### [Task instructions]
In the passage on data advantages and competitive edges for AI companies, reproduce the wording from "Real-time information: access" up to and including "Tecton providing infrastructure.)".

Unique proprietary and secret information: situations where a company has its own records of not only proprietary answers to questions but of records of the questions asked are not public. This may be the case with a law firm and all its case notes or consultancy and its customer deliverables.
Real-time information: access to a real-time data stream that may change rapidly and require model adjustment. Examples here include fraud detection, cyber security, or reacting to breaking news. In this case the larger the data flow, the more likely it is essential signals will be in the sample. (The infrastructure to adjust model behavior at a speed like this is itself highly specialized, with players like Tecton providing infrastructure.)

It’s helpful to ask which types of data are needed for the application at hand and how much it can be secured for use by one company versus being available to others or even being generally available.

High Leverage Activities

Given that competitive moats don’t automatically emerge from a data advantage, what can you do to shore up a competitive edge? A few good tactics here are:

Try to ensure customer usage of the system produces artifacts that enrich the system itself: A great example of this is Stability AI’s Stable diffusion, in which many of the users actively fine-tune the model and share those fine tunes. Leonardo.AI and Scenario.GG also encourages users to share their custom models. (*). In applications like these, user engagement goes beyond simply using the system and generating input for new training but invests users in the actual training itself and the sharing of those results.

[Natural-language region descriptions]
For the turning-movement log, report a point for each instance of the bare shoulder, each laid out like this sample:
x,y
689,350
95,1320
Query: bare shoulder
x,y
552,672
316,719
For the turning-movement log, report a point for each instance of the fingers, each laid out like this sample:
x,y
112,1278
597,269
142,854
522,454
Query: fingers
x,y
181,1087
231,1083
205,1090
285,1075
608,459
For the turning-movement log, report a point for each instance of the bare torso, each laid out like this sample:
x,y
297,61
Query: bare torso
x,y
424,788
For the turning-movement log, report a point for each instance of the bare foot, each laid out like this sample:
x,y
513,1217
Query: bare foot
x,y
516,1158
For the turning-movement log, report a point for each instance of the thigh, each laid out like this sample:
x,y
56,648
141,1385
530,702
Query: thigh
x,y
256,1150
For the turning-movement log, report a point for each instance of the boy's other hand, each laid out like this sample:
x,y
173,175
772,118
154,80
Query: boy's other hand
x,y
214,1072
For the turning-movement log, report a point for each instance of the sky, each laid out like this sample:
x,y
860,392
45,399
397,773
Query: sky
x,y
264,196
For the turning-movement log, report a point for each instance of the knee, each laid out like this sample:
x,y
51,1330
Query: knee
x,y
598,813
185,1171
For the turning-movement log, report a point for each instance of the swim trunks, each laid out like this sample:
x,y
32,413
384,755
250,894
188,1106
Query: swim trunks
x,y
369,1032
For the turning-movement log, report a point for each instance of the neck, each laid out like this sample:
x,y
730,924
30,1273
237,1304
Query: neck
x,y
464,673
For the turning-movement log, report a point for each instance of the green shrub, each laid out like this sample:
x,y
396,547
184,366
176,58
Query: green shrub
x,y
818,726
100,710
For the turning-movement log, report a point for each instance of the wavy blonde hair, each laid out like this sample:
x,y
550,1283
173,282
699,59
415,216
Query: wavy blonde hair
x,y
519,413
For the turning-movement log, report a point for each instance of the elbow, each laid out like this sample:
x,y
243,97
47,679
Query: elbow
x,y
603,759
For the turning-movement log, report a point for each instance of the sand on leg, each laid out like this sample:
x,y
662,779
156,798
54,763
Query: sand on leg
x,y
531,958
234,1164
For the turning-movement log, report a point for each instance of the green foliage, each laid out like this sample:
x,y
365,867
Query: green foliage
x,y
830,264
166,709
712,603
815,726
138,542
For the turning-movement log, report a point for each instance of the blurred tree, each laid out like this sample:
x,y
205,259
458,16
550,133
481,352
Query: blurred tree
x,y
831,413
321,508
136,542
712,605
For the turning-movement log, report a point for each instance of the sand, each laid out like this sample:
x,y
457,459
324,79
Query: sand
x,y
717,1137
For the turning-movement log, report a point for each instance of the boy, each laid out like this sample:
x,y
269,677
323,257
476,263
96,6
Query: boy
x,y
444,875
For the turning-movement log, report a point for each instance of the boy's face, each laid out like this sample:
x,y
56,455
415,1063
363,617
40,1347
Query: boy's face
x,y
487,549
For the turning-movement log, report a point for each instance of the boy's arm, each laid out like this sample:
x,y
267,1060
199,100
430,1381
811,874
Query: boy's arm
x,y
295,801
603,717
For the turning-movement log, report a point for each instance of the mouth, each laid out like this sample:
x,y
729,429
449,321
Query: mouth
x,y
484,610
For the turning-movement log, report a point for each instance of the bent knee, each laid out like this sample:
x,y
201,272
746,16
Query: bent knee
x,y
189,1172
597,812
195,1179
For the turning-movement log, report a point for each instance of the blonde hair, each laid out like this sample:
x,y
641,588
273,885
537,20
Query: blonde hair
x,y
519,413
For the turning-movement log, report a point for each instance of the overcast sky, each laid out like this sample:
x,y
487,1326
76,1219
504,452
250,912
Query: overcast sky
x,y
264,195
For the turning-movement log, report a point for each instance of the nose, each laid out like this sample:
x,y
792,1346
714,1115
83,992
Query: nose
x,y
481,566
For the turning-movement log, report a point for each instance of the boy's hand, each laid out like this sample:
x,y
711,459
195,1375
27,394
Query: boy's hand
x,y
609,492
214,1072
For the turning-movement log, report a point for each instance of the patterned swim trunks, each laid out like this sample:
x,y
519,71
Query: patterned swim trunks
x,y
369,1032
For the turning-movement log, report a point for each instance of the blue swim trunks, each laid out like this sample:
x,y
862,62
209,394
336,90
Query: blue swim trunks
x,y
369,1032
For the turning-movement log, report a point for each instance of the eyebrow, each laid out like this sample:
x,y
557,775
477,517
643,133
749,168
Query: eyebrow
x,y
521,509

### [Response to the exercise]
Real-time information: access to a real-time data stream that may change rapidly and require model adjustment. Examples here include fraud detection, cyber security, or reacting to breaking news. In this case the larger the data flow, the more likely it is essential signals will be in the sample. (The infrastructure to adjust model behavior at a speed like this is itself highly specialized, with players like Tecton providing infrastructure.)